▸ EXERCISE GOAL:
The entries are to be output once more, word for word.
------------------------------------------------
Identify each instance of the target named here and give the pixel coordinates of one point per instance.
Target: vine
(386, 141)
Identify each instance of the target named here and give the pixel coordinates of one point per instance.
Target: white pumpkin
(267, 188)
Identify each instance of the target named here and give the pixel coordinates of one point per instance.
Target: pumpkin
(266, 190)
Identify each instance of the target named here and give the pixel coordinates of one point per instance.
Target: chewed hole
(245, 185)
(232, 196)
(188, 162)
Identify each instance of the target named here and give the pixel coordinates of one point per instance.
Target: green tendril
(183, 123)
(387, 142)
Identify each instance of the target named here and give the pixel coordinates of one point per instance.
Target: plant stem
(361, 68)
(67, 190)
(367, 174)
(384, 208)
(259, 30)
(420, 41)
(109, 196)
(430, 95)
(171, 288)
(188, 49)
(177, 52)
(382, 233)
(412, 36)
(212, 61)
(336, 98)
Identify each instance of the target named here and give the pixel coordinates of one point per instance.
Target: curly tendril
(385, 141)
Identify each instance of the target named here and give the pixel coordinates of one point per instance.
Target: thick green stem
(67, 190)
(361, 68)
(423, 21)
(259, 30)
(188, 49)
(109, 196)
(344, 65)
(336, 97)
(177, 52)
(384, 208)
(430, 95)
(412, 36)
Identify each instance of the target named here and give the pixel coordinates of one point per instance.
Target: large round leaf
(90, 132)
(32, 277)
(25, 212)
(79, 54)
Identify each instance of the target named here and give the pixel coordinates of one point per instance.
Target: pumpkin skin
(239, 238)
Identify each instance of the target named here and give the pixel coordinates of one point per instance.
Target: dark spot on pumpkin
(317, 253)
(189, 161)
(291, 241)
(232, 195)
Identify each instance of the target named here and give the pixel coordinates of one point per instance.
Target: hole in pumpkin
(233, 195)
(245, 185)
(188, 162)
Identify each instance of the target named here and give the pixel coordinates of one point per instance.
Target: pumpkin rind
------------------------------------------------
▸ ANSWER SECTION:
Identify each instance of the target named here and give the pixel coordinates of one point per instance.
Target: vine
(386, 141)
Identify each instance of the target named here and give the pixel coordinates of one point per instance.
Target: white pumpkin
(267, 188)
Identify each instance of the target named here and give the pixel coordinates of one point per instance.
Target: pumpkin
(266, 190)
Identify each instance of the target named here and give the pixel coordinates of one point per instance.
Target: chewed hole
(245, 185)
(232, 196)
(188, 162)
Identify each instance of the target named here and give the pixel coordinates of one point per instance.
Target: green tendril
(183, 123)
(387, 142)
Identify each instance of the target named here and give the pixel coordinates of one point per instance.
Target: plant stem
(361, 68)
(67, 190)
(367, 174)
(384, 208)
(259, 30)
(420, 41)
(109, 196)
(430, 95)
(171, 288)
(188, 49)
(177, 52)
(382, 233)
(412, 36)
(212, 61)
(336, 98)
Identify each instance of the target named here and give the pixel coordinates of one point per instance.
Target: curly tendril
(385, 141)
Identify each instance of the target named here and give the pixel coordinates of one point per instance.
Target: thick green stem
(67, 190)
(361, 68)
(423, 21)
(259, 30)
(188, 49)
(109, 196)
(344, 65)
(336, 97)
(177, 52)
(384, 208)
(430, 95)
(412, 36)
Identify each instance of the target named here and give the pixel coordinates of one point per instance.
Target: large round leaf
(90, 132)
(32, 277)
(25, 212)
(79, 54)
Identify each instance of the target named here and give the pixel coordinates of one point per instance.
Target: pumpkin skin
(239, 238)
Identify each instance of the target named here and give the pixel coordinates of one point per instance.
Target: dark spot on pumpkin
(317, 253)
(189, 161)
(291, 241)
(232, 195)
Identify each instance of the target named here and give the pixel coordinates of one point per instance.
Target: hole in pumpkin
(233, 195)
(245, 185)
(188, 162)
Identify each instance of the target named here and give the pixel coordinates of one point per instance.
Target: pumpkin rind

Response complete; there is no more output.